═══ Text shown

Why Concepts Help

It cannot be stressed enough that a domain like movies is difficult to describe with unified concepts. For instance, the content of a picture may be ambiguous, but if we see a cat, it is silly to claim that the cat is a car. In other words, for domains like text or images, we have at least well-defined input values for the feature extraction. The task is nevertheless everything but trivial because of variations in images (pose, lightning, quality) and the complexity of words as such.
For example, the digit “6”, encoded as raw pixels, has only one meaning, similar to a text that is about flowers. There are lots of different variations of either a “6” or the topic of flowers possible, but the meaning is nevertheless still well-defined.

Now, we consider a movie like “Resident Evil”. Without a doubt, there is also a well-defined meaning, but without a proper vocabulary, it is much harder to describe. Let us assume that people have to summarize the story with keywords. How possible is it that all summaries are identical or even close? It is very likely that different people have different focuses and thus, the results are likely to vary a lot. And this is at the same time a major challenge and a big problem. Why? Because without a taxonomy of descriptive words, different people would annotate movies with different meta keywords. Sometimes people even can’t agree on a genre of a movie.

══════
═══ Source data

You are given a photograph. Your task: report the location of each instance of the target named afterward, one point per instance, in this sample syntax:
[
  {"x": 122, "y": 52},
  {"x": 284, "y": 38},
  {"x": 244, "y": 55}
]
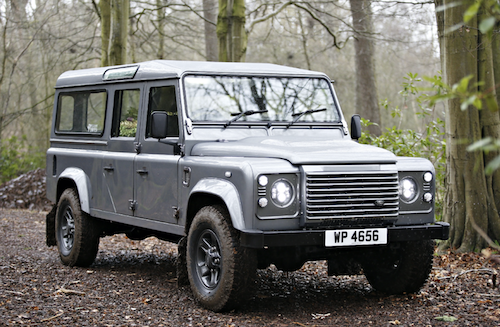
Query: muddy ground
[{"x": 133, "y": 283}]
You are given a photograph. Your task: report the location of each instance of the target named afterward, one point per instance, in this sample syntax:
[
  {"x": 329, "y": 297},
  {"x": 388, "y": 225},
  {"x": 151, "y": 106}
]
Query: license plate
[{"x": 353, "y": 237}]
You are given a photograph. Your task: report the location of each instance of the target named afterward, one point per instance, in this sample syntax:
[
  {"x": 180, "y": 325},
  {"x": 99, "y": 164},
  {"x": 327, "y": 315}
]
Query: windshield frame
[{"x": 269, "y": 123}]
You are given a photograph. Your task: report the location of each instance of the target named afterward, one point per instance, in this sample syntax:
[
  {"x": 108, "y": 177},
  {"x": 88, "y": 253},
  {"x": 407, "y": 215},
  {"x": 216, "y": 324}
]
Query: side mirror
[
  {"x": 355, "y": 127},
  {"x": 159, "y": 123}
]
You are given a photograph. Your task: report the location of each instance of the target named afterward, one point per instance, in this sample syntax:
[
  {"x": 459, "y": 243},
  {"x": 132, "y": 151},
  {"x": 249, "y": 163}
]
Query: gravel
[{"x": 133, "y": 283}]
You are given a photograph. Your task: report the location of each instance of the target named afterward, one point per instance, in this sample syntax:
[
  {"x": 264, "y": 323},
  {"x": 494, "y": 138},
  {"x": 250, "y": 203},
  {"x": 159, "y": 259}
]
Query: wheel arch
[
  {"x": 78, "y": 179},
  {"x": 213, "y": 191}
]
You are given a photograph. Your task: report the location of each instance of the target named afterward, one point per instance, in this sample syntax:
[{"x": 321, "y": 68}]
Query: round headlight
[
  {"x": 408, "y": 190},
  {"x": 282, "y": 193},
  {"x": 263, "y": 180}
]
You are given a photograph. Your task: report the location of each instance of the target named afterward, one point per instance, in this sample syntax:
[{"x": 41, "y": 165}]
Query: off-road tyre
[
  {"x": 220, "y": 271},
  {"x": 77, "y": 234},
  {"x": 401, "y": 269}
]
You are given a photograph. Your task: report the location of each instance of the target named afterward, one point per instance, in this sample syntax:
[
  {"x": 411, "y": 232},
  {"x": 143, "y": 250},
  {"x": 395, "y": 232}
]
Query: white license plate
[{"x": 352, "y": 237}]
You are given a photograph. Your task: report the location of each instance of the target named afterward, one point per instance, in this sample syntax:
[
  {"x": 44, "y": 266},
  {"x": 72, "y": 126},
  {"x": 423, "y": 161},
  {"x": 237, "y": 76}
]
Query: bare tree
[
  {"x": 211, "y": 41},
  {"x": 364, "y": 56},
  {"x": 472, "y": 198}
]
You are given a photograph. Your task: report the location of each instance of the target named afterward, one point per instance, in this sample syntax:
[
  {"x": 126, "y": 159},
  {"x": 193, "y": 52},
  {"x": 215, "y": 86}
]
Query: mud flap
[
  {"x": 182, "y": 275},
  {"x": 50, "y": 227}
]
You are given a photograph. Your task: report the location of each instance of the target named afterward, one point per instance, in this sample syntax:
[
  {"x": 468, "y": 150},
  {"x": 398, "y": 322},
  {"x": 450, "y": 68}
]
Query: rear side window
[{"x": 81, "y": 112}]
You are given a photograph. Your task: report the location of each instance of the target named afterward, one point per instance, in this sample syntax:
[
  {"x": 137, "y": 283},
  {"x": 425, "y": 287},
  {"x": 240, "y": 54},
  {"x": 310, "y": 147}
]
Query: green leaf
[
  {"x": 471, "y": 12},
  {"x": 487, "y": 25},
  {"x": 446, "y": 318}
]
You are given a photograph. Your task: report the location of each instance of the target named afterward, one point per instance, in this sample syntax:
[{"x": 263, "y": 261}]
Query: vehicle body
[{"x": 244, "y": 165}]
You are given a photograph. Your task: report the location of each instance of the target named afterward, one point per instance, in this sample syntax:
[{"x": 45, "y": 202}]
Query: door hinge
[
  {"x": 132, "y": 205},
  {"x": 138, "y": 147}
]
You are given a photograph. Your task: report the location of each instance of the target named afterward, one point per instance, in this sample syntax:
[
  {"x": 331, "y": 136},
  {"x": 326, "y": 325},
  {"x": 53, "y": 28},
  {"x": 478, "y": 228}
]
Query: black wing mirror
[{"x": 355, "y": 127}]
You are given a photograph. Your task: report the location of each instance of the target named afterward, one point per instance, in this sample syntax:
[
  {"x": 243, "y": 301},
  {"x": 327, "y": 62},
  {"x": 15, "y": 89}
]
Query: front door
[
  {"x": 155, "y": 167},
  {"x": 118, "y": 161}
]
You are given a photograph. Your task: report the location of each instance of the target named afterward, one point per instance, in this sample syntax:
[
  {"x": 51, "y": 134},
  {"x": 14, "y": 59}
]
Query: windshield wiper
[
  {"x": 238, "y": 115},
  {"x": 298, "y": 115}
]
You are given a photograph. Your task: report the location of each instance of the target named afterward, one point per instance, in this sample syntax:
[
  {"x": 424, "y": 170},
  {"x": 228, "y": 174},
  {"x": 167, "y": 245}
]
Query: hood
[{"x": 298, "y": 151}]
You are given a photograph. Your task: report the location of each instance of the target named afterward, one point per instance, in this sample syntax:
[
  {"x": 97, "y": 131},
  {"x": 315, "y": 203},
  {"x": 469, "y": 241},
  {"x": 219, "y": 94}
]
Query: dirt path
[{"x": 133, "y": 284}]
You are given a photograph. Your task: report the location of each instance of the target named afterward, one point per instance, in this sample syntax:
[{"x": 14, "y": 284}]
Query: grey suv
[{"x": 243, "y": 165}]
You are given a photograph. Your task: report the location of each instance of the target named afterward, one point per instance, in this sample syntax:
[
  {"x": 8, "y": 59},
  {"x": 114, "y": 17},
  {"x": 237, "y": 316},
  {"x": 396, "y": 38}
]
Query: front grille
[{"x": 344, "y": 195}]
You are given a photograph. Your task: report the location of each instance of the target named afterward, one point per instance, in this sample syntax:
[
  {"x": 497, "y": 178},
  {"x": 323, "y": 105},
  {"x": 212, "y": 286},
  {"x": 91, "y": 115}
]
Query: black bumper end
[{"x": 262, "y": 239}]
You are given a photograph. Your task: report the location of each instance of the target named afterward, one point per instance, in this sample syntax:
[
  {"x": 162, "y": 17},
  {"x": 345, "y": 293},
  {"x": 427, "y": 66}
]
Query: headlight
[
  {"x": 282, "y": 193},
  {"x": 408, "y": 190}
]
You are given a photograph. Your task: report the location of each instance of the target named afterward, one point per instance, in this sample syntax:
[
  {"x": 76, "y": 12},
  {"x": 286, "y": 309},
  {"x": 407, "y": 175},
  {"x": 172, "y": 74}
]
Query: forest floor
[{"x": 133, "y": 283}]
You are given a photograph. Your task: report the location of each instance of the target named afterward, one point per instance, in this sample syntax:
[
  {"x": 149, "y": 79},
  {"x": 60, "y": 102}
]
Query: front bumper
[{"x": 261, "y": 239}]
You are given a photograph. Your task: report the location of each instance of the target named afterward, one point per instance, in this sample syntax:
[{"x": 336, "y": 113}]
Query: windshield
[{"x": 229, "y": 98}]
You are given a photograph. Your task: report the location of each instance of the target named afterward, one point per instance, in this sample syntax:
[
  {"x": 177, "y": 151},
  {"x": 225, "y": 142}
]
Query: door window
[
  {"x": 126, "y": 108},
  {"x": 163, "y": 99}
]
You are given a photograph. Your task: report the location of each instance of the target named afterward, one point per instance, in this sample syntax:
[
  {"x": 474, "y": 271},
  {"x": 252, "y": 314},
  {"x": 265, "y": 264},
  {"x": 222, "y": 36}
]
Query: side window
[
  {"x": 163, "y": 99},
  {"x": 126, "y": 108},
  {"x": 81, "y": 112}
]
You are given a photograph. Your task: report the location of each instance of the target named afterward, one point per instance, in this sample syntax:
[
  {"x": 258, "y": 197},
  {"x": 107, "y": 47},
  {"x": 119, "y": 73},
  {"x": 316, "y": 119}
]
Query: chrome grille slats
[{"x": 351, "y": 195}]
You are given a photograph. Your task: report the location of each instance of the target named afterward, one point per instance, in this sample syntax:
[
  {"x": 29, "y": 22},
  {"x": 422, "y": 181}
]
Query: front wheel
[
  {"x": 400, "y": 269},
  {"x": 77, "y": 234},
  {"x": 220, "y": 271}
]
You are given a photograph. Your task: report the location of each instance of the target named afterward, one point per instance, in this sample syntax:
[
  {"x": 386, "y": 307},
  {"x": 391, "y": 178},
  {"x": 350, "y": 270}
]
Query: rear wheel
[
  {"x": 77, "y": 233},
  {"x": 220, "y": 271},
  {"x": 401, "y": 269}
]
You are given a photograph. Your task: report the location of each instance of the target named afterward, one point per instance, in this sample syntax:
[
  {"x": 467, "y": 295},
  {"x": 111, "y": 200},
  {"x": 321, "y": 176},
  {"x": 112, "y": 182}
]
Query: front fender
[
  {"x": 82, "y": 182},
  {"x": 228, "y": 193}
]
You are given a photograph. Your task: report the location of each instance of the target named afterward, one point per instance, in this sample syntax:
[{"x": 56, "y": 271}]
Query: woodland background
[{"x": 377, "y": 51}]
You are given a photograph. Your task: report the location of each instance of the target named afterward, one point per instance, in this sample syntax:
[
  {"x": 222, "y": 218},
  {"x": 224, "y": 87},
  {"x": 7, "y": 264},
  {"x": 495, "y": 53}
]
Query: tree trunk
[
  {"x": 160, "y": 13},
  {"x": 105, "y": 9},
  {"x": 118, "y": 47},
  {"x": 114, "y": 31},
  {"x": 231, "y": 30},
  {"x": 366, "y": 88},
  {"x": 211, "y": 42},
  {"x": 470, "y": 200}
]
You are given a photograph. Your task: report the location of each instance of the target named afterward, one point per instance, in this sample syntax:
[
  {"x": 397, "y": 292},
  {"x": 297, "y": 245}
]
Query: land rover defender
[{"x": 243, "y": 165}]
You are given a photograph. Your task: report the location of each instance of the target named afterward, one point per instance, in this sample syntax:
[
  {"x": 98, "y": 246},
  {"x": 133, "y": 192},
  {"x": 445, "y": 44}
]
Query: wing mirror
[{"x": 355, "y": 127}]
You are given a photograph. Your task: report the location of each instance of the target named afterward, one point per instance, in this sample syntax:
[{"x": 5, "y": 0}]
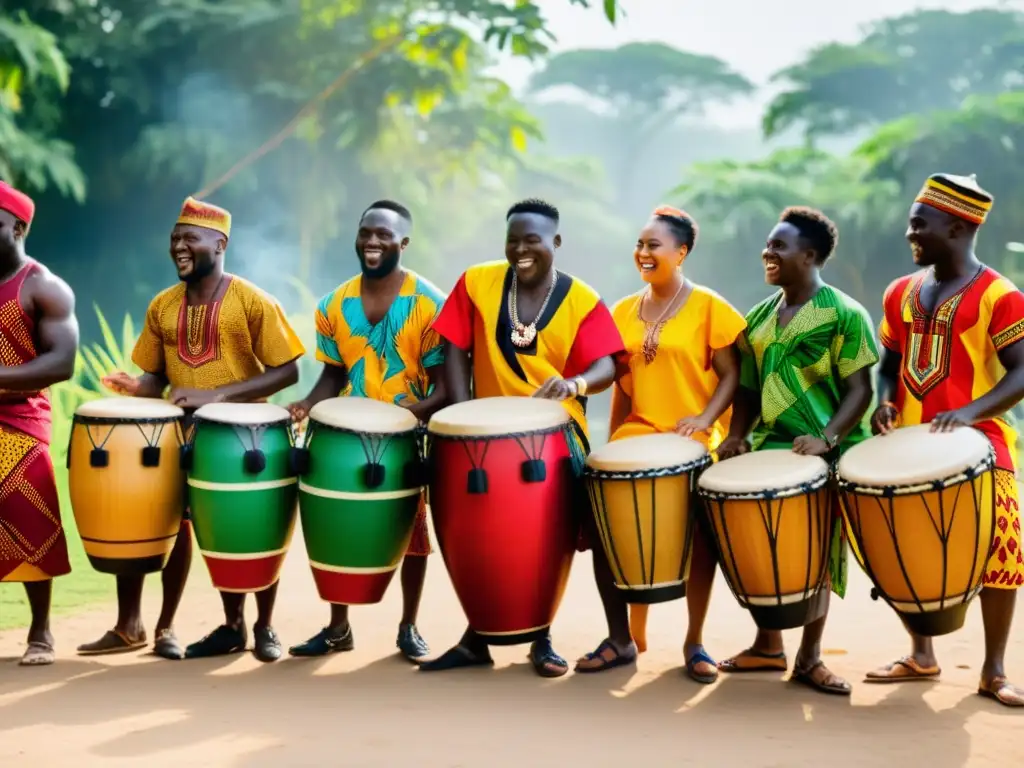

══════

_Exercise directions_. Continue the text on why concepts help, starting right after its final sentence about people disagreeing on a movie's genre. The listing bears no relation to the text on why concepts help.

_Exercise output_.
With high-level concepts, we can at least unify the process to improve the situation a little. It is still a challenge to come up with a good taxonomy but in our opinion, it is worth the time. So, what are some descriptive concepts for our example movie?
– zombies, virus, mutants, heroine, combats
– ai/computer, corporation, bio-weapon

The list is neither complete nor accurate, but if somebody reads it, she will have a good grasp of the movie content. And even with this few keywords, we can model some relations: For instance, in a lot of movies, zombies are a consequence of a virus and so are mutants. Thus, we could infer the rule virus -> {zombies, mutants}.

In other words, there are dozens of zombie topics possible, like zombie-war, zombie-apocylpse, zombie-animal, zombie-plague, … but all these share the root concept “zombies”. Thus, we could start by grouping all movies together that have something to do with zombies and then, the next step would be to encode more details at the next level, and the next layer and so forth.

With concepts, it is much easier to classify movies with a theme, like ‘zombies’, ‘robots’ or ‘alien-invasion’. This is what some folks try with keywords, but often the shallow encoding does not work very well. Here is an example: “wedding-bells”, “wedding-plans” and “wedding-guest”, all keywords clearly belong to the wedding theme, but this cannot be directly inferred.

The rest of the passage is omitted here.